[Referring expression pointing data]
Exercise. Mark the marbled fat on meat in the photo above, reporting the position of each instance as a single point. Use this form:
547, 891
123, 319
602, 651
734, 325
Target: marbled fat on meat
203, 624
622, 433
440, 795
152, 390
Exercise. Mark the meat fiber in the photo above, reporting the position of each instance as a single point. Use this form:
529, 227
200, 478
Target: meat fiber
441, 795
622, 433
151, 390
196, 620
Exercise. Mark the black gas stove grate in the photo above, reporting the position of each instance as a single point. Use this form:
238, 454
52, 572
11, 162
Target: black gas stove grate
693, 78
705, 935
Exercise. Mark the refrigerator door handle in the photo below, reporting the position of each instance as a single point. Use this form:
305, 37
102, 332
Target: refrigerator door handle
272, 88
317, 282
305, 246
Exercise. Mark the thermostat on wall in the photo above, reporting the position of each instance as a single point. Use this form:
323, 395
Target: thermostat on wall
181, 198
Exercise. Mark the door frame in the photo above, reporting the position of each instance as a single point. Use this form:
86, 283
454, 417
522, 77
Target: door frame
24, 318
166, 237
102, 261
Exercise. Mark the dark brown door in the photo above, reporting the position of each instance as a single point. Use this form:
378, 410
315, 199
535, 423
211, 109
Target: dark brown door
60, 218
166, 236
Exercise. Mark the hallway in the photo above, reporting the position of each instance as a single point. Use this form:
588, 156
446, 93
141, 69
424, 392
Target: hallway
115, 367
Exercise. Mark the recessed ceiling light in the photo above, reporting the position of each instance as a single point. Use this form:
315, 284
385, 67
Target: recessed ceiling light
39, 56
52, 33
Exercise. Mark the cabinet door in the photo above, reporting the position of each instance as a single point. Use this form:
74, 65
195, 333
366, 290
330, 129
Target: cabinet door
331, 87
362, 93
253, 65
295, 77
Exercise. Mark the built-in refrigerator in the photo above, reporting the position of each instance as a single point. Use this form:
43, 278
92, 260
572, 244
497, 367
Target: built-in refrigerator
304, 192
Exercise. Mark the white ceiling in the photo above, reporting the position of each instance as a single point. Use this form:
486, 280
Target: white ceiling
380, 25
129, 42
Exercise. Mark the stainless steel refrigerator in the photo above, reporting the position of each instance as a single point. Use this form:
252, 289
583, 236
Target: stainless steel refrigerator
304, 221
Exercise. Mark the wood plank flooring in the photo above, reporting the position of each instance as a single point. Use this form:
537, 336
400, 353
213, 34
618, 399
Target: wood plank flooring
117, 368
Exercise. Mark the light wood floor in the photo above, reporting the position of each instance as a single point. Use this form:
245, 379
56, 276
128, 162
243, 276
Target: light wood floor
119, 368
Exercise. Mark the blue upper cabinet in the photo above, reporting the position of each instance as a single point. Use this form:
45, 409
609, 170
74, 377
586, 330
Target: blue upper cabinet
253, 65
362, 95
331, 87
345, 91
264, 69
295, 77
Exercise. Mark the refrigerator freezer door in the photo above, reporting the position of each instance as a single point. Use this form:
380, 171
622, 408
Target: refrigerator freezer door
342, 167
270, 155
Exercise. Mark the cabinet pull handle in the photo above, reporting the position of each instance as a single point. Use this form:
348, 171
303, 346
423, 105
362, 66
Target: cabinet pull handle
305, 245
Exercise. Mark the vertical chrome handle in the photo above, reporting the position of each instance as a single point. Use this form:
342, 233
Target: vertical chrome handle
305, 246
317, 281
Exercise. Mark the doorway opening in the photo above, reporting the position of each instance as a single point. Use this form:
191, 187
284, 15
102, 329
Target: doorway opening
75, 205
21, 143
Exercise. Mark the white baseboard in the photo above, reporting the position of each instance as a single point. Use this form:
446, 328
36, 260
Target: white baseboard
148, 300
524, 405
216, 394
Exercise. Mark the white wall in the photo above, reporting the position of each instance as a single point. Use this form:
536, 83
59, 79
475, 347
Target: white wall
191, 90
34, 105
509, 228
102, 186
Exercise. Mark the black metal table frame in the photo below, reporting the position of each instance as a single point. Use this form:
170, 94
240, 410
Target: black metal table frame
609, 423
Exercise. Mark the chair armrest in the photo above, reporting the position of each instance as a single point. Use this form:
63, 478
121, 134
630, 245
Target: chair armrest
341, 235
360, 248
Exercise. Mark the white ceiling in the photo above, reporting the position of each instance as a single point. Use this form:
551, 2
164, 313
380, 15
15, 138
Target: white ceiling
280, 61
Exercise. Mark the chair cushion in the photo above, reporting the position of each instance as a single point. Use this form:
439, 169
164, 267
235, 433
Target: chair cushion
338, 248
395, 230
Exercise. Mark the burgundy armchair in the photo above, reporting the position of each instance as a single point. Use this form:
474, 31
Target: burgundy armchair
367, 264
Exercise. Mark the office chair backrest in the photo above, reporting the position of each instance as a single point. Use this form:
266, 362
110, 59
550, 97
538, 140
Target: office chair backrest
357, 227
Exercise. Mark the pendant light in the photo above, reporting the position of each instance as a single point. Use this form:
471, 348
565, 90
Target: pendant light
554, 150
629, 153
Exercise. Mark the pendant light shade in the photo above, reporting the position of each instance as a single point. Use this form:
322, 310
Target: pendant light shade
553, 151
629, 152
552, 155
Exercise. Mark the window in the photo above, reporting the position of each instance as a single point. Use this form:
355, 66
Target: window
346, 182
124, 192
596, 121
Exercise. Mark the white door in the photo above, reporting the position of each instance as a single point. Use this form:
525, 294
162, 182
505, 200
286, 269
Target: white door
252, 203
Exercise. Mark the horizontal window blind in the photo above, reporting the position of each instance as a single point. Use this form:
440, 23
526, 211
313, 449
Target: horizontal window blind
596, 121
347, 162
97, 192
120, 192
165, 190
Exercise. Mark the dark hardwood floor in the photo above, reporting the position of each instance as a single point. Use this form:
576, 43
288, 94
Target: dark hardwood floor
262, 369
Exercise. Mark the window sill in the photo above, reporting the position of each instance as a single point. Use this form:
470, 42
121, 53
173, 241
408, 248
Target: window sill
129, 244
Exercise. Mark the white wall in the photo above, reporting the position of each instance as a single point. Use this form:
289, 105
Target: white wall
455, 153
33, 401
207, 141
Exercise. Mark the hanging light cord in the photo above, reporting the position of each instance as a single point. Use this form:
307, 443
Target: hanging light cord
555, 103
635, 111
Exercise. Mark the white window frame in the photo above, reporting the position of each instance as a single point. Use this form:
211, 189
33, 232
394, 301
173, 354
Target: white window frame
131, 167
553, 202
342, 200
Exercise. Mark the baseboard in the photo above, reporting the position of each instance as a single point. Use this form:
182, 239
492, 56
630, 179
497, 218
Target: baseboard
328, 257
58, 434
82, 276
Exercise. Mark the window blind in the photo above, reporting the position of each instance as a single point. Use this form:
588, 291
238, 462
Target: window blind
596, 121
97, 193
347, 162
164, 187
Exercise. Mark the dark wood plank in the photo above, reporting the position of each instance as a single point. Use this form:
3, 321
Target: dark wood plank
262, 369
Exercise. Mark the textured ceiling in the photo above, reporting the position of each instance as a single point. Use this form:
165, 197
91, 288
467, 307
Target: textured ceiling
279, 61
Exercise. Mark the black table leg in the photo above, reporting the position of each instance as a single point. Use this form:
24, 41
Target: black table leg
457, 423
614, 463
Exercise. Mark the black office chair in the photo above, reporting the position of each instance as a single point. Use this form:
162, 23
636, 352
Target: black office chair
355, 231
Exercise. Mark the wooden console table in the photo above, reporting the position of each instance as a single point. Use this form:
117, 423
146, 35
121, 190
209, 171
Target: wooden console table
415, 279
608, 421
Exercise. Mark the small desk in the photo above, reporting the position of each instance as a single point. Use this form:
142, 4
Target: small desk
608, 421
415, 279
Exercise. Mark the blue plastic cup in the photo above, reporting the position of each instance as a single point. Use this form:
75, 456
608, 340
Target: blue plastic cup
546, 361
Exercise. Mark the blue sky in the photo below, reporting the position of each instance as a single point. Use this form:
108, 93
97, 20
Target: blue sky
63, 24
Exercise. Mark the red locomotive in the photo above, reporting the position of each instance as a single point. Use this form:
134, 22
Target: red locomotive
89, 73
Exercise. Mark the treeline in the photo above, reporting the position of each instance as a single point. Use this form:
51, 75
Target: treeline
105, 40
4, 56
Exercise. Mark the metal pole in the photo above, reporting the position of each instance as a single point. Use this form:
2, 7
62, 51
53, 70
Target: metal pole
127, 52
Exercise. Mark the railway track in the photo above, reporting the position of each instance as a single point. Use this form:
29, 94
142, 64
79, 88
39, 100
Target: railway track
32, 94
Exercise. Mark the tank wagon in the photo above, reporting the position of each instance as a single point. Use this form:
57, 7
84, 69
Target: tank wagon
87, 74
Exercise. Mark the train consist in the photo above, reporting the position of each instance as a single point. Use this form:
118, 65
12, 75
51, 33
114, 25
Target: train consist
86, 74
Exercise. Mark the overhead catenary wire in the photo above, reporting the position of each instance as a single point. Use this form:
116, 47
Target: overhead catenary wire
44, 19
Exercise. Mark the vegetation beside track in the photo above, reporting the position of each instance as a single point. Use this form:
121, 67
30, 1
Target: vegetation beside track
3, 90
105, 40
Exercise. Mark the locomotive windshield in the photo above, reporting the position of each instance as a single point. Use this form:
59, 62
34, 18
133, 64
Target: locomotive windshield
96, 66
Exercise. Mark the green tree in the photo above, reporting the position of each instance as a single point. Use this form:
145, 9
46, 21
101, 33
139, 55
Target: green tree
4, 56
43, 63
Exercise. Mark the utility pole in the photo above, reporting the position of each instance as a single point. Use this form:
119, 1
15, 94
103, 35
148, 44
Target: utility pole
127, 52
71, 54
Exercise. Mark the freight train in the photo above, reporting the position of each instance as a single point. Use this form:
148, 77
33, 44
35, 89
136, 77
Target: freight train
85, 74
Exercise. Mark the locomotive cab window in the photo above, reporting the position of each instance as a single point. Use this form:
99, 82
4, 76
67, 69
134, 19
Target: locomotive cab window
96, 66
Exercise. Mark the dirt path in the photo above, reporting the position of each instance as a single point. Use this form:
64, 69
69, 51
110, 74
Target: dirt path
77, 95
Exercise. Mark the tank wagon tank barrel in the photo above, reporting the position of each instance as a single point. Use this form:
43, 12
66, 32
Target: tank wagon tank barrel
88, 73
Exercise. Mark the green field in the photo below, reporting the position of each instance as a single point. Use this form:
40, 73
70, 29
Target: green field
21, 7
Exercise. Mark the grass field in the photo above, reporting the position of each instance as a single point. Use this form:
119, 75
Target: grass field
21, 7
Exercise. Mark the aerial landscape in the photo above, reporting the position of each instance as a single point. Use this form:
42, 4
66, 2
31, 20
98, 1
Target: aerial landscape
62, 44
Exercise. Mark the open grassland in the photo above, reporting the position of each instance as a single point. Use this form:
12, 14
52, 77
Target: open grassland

What the task asks.
The answer must be every line of the records that contains the word "grassland".

The completed task.
Exercise. Mark the open grassland in the photo above, reporting the position of each instance as a single point. Use this form:
Target: open grassland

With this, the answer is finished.